**TEXT SECTION**
────────────────────────────────────────

How can I configure monit to kill a high CPU process after a few seconds? - monit

I want to use monit to kill a process that uses more than X% CPU for more than N seconds.
I'm using stress to generate load to try a simple example.
My .monitrc:
check process stress
matching "stress.*"
if cpu usage > 95% for 2 cycles then stop
I start monit (I checked syntax with monit -t .monitrc):
monit -c .monitrc -d 5
And I launch stress:
stress --cpu 1 --timeout 60
Stress shows in top as using 100 %CPU.
I'd expect monit to kill stress in about 10 seconds, but stress completes successfully. What am I doing wrong?
I also tried monit procmatch "stress.*", which shows two matches for some reason. Maybe that's relevant?
List of processes matching pattern "stress.*":
stress --cpu 1 --timeout 60
stress --cpu 1 --timeout 60
Total matches: 2
WARNING: multiple processes matched the pattern. The check is FIRST-MATCH based, please refine the pattern
EDIT: Tried e.lopez's method
I had to remove the start statement from .monitrc because it was causing a error in monit ('stress' failed to start (exit status -1) -- Program /usr/bin/stress timed out and then a zombie process).
So launched stress manually:
stress -c 1
stress: info: [8504] dispatching hogs: 1 cpu, 0 io, 0 vm, 0 hdd
The .monitrc:
set daemon 5
check process stress
matching "stress.*"
stop program = "/usr/bin/pkill stress"
if cpu > 5% for 2 cycles then stop
Launched monit:
monit -Iv -c .monitrc
Starting Monit 5.11 daemon
'xps13' Monit started
'stress' process is running with pid 8504
'stress' zombie check succeeded [status_flag=0000]
'stress' cpu usage check skipped (initializing)
'stress'
'stress' process is running with pid 8504
'stress' zombie check succeeded [status_flag=0000]
'stress' cpu usage check succeeded [current cpu usage=0.0%]
'stress' process is running with pid 8504
'stress' zombie check succeeded [status_flag=0000]
'stress' cpu usage check succeeded [current cpu usage=0.0%]
'stress' process is not running
'stress' trying to restart
'stress' start skipped -- method not defined
Monit sees the right process (pids match), but sees 0% usage (stress is using 1 cpu at 100% per top). I killed stress manually, which is when monit says the process is not running (at the end, above). So, monit is monitoring the process fine, but isn't seeing the right cpu usage.

────────────────────────────────────────

**DATASET ENTRIES**

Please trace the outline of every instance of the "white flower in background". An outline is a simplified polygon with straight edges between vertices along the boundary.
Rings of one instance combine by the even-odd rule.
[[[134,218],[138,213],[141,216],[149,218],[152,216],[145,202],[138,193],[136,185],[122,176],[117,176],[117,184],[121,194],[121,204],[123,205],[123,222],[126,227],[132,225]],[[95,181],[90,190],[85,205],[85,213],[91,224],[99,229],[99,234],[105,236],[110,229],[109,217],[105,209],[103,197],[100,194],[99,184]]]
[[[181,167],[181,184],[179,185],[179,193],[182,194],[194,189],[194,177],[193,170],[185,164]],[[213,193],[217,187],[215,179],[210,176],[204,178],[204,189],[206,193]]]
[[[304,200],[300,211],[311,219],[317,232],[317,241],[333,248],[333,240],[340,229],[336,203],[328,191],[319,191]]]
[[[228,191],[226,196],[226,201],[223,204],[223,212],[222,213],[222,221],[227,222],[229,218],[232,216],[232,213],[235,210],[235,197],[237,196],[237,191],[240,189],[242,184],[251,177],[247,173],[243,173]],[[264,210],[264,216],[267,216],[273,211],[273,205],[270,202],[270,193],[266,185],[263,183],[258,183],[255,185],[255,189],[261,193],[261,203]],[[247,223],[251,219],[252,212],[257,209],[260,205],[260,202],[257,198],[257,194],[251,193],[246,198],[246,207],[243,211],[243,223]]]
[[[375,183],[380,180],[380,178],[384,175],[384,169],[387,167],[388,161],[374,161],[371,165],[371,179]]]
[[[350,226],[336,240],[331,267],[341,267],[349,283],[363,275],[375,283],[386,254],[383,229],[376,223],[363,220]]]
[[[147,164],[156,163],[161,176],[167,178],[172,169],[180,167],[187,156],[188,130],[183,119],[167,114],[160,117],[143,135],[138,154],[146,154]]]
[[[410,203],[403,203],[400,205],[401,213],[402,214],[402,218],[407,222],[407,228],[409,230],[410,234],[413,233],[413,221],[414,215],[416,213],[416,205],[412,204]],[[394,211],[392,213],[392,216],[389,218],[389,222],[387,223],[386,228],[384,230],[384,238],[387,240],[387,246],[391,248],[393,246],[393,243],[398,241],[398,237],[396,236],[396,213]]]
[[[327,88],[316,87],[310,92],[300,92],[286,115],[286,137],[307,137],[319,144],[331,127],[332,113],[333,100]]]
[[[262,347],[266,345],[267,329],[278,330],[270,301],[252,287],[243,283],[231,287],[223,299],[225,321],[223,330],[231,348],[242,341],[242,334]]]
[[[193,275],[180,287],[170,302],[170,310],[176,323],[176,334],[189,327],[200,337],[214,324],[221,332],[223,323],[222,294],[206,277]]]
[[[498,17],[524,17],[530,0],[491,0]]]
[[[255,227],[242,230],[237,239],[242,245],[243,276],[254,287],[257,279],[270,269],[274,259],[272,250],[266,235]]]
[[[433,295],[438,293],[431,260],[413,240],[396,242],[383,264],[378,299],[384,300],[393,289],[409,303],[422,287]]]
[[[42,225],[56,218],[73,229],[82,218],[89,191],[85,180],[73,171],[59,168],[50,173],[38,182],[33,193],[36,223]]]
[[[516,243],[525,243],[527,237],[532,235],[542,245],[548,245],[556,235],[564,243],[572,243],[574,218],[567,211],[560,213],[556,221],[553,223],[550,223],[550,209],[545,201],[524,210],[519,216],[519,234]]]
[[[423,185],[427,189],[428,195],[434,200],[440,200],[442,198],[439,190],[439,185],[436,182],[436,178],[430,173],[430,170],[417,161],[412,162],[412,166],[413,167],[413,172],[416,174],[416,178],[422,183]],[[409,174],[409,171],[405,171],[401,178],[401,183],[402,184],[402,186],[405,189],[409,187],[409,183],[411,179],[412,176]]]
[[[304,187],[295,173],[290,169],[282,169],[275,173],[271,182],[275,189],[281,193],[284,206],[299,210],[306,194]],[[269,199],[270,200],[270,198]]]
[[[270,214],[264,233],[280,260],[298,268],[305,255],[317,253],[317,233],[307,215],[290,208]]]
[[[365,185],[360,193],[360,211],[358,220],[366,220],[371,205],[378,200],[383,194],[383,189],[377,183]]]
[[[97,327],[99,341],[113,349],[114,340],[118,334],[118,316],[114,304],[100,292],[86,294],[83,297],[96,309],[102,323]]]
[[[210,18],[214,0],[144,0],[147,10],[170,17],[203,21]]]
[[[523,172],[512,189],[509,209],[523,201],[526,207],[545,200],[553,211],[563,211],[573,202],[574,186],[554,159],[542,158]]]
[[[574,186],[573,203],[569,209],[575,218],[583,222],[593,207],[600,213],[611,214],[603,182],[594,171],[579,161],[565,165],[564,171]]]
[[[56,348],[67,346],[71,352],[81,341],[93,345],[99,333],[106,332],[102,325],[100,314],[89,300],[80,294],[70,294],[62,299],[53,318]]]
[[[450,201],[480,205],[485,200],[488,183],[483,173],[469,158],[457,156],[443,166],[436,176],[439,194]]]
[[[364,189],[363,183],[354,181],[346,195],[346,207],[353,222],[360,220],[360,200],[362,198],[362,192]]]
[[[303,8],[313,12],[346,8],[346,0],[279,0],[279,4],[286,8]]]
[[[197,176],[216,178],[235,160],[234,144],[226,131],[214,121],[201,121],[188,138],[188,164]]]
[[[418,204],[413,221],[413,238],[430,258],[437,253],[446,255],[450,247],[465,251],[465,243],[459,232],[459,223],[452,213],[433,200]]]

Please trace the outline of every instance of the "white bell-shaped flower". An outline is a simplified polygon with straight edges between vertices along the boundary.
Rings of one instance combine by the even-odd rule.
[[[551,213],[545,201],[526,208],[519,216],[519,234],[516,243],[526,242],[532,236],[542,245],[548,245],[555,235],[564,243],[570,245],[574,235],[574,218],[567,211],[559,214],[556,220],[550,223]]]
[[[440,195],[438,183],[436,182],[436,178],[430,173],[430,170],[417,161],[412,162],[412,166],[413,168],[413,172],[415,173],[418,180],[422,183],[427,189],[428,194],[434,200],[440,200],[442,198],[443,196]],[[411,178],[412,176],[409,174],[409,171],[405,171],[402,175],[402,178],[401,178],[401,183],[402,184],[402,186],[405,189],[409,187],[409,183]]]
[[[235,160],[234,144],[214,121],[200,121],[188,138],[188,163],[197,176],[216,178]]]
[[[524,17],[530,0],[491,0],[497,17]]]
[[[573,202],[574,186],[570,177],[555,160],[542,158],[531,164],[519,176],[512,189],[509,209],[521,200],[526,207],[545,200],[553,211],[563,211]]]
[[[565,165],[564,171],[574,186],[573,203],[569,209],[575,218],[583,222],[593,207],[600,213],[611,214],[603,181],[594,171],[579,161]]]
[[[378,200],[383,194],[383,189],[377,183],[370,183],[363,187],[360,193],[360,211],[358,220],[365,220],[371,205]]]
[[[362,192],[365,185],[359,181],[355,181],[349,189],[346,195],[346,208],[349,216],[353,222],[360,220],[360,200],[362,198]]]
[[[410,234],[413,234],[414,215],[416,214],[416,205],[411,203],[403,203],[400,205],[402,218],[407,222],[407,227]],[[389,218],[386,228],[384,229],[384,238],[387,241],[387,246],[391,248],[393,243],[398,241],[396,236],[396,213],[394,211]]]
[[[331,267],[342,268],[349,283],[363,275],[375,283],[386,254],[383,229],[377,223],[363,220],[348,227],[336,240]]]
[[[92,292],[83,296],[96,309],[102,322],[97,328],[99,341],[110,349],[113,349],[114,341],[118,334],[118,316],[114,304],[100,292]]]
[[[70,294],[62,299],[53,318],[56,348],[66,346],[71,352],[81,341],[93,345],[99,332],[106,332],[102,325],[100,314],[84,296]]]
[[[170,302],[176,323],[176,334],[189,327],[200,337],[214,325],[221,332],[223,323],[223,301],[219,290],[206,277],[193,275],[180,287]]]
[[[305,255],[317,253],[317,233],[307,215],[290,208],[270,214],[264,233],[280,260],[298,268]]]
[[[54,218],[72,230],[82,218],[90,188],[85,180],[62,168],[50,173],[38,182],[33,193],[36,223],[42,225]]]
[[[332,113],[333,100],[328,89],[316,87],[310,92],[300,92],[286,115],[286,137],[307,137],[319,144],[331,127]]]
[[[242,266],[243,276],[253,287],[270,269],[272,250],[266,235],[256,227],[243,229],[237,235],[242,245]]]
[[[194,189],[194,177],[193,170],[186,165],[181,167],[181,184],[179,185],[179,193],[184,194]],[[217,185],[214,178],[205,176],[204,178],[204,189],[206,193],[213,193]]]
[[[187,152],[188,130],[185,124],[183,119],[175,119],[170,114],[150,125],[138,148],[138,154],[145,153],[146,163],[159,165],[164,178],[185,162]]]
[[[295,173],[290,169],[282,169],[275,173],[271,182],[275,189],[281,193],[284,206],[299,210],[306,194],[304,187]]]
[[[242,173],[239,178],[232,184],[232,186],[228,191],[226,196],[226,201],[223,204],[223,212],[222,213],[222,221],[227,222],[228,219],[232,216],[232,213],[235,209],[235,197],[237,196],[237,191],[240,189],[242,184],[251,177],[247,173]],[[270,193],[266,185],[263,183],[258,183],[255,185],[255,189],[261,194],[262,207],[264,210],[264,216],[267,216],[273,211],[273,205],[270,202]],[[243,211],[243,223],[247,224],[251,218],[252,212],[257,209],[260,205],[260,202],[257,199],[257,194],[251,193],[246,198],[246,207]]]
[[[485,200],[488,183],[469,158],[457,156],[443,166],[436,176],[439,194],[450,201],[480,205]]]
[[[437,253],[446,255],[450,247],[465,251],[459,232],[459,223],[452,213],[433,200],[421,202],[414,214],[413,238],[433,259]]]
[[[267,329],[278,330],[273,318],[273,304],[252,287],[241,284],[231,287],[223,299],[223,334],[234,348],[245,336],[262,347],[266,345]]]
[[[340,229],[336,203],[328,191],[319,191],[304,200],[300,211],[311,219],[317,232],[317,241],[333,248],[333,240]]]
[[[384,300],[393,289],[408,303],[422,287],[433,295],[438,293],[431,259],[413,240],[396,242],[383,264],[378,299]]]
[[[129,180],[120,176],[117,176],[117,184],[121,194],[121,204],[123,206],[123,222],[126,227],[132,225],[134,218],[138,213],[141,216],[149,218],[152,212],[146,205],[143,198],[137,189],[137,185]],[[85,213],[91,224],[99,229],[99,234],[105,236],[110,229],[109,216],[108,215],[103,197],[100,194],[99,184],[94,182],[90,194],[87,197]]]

────────────────────────────────────────

**THINGS TO DO**
- a) Using the monit thread, answer these:
(i) In the first .monitrc, what CPU usage limit and number of cycles trigger the stop?
(ii) How many processes did monit procmatch report as matching "stress.*"?
(iii) Which Monit version does the daemon report when it starts?
- b) Print the monit thread from "How can I configure" to "a simple example.".
The data comes from a separate source, unrelated to the monit thread.

**ANSWERS TO THE TASKS**
- a)
(i) CPU usage above 95% for 2 cycles
(ii) 2
(iii) Monit 5.11

- b)
How can I configure monit to kill a high CPU process after a few seconds? - monit

I want to use monit to kill a process that uses more than X% CPU for more than N seconds.
I'm using stress to generate load to try a simple example.